REQUIRED TASK:
Starting from the line that contains "Task: annotation of the bare", reproduce each line exactly through the end of the material, and include no other lines.

INPUT MATERIAL:
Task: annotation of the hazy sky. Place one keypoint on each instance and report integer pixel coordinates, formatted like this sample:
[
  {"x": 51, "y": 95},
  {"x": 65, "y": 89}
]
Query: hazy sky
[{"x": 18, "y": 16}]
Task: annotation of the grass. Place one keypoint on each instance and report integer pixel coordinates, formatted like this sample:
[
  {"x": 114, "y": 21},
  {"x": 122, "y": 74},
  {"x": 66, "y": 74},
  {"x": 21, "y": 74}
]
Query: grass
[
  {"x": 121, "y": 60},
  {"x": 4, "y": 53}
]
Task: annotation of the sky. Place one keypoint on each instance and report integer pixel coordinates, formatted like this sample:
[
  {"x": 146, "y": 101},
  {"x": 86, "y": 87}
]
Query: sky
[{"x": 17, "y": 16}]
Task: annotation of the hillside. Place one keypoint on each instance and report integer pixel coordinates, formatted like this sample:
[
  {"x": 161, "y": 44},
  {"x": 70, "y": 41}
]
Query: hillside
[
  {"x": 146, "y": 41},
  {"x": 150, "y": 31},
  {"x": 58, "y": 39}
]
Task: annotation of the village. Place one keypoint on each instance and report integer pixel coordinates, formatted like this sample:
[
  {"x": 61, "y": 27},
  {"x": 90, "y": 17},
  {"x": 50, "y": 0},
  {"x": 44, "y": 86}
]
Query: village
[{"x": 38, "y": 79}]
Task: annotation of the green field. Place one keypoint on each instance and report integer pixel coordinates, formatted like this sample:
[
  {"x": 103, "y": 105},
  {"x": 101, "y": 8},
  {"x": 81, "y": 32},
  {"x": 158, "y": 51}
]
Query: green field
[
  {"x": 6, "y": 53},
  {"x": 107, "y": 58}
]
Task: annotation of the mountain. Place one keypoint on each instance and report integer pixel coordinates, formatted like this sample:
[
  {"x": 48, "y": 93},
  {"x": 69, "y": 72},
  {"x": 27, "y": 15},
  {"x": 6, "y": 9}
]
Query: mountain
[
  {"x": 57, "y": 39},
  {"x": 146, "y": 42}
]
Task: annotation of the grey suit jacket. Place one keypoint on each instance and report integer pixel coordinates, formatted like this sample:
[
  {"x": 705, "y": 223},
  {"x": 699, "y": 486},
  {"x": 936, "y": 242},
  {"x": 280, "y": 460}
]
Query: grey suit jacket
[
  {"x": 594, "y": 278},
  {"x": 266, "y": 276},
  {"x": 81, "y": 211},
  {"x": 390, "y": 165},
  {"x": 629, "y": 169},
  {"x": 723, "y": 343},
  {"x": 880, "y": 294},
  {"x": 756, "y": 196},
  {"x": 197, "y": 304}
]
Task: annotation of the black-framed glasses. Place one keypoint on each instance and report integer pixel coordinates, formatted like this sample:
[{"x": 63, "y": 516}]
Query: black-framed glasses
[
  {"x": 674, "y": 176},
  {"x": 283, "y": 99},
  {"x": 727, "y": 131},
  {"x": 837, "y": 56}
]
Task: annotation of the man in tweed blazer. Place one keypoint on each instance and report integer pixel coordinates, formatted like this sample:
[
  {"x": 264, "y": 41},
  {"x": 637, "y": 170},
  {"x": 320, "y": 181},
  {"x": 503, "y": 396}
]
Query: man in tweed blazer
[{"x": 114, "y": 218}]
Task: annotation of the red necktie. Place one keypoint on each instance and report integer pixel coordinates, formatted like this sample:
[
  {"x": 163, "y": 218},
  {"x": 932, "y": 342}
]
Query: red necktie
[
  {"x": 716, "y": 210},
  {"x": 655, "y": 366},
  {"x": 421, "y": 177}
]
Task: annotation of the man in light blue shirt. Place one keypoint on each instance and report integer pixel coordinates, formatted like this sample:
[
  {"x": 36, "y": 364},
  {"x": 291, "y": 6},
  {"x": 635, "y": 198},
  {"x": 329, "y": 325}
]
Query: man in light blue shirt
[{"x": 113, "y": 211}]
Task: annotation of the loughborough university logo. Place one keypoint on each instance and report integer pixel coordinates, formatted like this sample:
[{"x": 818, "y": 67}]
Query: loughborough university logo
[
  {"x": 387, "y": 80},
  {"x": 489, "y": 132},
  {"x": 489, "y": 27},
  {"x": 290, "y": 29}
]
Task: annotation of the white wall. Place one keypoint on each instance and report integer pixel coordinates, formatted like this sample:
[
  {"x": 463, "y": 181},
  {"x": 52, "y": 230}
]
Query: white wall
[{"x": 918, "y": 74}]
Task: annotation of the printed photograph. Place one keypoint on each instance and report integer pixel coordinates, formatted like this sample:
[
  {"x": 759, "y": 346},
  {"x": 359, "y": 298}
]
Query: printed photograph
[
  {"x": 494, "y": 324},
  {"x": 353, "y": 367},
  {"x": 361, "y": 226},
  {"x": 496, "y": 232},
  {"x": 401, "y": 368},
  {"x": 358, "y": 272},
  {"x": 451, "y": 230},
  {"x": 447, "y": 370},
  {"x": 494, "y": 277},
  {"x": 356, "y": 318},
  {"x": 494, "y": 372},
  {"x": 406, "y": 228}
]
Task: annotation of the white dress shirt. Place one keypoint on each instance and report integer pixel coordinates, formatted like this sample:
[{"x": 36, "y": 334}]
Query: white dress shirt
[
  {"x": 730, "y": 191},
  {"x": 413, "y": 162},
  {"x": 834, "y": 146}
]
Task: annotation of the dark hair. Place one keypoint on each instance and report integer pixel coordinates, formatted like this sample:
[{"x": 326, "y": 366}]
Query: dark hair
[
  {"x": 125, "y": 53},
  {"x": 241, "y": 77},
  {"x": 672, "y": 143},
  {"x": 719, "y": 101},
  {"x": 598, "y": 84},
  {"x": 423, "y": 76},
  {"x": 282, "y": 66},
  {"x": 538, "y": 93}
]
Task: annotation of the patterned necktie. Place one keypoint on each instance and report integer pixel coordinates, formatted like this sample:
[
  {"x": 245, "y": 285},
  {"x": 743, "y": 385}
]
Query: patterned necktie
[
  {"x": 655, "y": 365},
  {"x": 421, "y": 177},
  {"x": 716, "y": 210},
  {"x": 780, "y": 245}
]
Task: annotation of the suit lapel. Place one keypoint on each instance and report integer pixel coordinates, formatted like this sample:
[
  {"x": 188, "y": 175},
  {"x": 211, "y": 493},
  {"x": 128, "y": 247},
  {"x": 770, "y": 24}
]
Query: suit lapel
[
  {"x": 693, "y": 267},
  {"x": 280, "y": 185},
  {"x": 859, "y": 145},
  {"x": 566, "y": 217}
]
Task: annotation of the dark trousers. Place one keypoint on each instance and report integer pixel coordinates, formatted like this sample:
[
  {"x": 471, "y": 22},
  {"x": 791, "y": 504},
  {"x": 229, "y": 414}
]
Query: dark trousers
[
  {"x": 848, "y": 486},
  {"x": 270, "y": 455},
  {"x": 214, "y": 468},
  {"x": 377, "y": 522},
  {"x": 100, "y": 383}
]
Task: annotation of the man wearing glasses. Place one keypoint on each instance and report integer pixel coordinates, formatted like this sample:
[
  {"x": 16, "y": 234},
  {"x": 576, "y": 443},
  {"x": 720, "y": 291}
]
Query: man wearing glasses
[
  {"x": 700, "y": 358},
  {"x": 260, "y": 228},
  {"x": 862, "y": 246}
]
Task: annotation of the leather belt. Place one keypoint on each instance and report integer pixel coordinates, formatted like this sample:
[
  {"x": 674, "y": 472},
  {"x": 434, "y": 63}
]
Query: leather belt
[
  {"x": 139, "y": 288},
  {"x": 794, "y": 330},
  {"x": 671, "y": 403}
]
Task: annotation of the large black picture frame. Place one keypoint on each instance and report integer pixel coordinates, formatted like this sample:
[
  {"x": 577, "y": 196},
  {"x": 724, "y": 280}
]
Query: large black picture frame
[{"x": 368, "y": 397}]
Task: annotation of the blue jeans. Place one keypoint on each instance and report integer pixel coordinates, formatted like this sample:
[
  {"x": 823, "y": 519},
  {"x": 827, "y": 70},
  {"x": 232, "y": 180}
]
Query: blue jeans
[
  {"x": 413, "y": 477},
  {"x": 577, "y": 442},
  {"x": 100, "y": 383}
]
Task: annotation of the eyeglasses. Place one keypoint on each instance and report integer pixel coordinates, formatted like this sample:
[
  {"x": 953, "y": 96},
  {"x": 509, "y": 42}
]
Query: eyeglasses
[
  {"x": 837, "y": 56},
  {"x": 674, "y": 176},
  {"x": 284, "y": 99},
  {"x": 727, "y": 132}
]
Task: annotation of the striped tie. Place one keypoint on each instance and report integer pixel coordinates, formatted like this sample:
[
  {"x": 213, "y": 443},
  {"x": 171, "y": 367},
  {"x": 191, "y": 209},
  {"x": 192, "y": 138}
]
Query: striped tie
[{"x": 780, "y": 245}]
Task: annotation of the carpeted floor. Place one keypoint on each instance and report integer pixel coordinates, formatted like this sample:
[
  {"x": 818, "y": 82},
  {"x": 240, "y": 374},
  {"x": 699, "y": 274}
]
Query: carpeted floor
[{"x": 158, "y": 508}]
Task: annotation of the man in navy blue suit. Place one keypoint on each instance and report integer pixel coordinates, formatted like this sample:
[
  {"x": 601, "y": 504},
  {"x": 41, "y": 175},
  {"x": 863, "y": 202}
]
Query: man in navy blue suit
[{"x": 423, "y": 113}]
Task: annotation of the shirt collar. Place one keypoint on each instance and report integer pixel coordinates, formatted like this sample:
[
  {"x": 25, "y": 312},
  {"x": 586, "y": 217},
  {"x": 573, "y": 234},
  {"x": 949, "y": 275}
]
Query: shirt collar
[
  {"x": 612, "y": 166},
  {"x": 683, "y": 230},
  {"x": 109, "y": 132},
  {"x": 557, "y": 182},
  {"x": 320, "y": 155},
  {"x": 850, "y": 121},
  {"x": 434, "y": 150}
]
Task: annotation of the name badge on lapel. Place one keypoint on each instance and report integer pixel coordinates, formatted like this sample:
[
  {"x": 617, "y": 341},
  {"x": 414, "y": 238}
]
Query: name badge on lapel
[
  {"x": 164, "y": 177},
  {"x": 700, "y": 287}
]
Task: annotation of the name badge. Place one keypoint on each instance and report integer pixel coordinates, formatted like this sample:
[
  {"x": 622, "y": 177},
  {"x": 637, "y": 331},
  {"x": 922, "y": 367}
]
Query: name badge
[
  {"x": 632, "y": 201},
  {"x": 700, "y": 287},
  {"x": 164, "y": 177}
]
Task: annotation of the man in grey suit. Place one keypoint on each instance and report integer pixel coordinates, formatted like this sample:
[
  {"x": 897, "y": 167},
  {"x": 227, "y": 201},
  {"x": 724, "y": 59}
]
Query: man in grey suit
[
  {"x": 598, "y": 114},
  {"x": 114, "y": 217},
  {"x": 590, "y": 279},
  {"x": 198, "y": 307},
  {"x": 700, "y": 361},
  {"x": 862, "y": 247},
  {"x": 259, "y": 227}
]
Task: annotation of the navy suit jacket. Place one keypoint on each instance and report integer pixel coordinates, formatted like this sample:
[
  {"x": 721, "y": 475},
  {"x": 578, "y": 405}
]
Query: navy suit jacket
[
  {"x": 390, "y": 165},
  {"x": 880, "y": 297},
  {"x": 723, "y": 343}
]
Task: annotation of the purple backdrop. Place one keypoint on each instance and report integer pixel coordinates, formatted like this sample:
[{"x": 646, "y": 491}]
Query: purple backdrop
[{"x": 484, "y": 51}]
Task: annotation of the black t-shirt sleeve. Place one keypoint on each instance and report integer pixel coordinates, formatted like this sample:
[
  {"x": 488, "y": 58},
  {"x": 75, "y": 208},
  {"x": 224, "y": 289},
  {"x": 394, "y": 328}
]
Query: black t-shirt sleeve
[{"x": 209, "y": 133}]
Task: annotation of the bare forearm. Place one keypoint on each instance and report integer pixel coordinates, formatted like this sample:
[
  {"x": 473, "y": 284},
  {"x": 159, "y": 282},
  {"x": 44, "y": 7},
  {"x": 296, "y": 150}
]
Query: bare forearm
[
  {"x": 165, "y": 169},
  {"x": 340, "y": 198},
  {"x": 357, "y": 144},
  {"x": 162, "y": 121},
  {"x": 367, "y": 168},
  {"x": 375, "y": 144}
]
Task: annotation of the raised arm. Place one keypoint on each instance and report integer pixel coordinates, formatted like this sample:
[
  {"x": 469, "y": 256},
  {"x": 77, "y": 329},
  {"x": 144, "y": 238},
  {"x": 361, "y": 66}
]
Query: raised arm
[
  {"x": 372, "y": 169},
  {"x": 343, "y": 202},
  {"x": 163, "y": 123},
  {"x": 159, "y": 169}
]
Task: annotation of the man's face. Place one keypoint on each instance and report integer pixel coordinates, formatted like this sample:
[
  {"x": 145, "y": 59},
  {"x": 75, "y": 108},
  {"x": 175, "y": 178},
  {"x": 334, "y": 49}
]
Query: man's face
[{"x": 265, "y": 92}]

ANSWER IN FULL:
Task: annotation of the bare forearm. Place one keypoint on each instance and report integer pixel coordinates, formatted like this sample:
[
  {"x": 473, "y": 284},
  {"x": 159, "y": 282},
  {"x": 44, "y": 7},
  {"x": 296, "y": 150}
]
Query: bare forearm
[
  {"x": 165, "y": 169},
  {"x": 340, "y": 198},
  {"x": 357, "y": 144},
  {"x": 162, "y": 121},
  {"x": 367, "y": 168},
  {"x": 375, "y": 144}
]
Task: annotation of the raised arm. Place one keypoint on each instance and report integer pixel coordinates, formatted like this sample:
[
  {"x": 469, "y": 256},
  {"x": 77, "y": 329},
  {"x": 144, "y": 238},
  {"x": 361, "y": 66}
]
Query: raised arm
[
  {"x": 372, "y": 169},
  {"x": 343, "y": 202},
  {"x": 163, "y": 123},
  {"x": 159, "y": 169}
]
Task: annotation of the man's face. Place one keypoint on each instance and report integer pixel coordinates, formatted like this sample:
[
  {"x": 145, "y": 59},
  {"x": 75, "y": 108},
  {"x": 175, "y": 178},
  {"x": 334, "y": 49}
]
Query: man's face
[{"x": 265, "y": 92}]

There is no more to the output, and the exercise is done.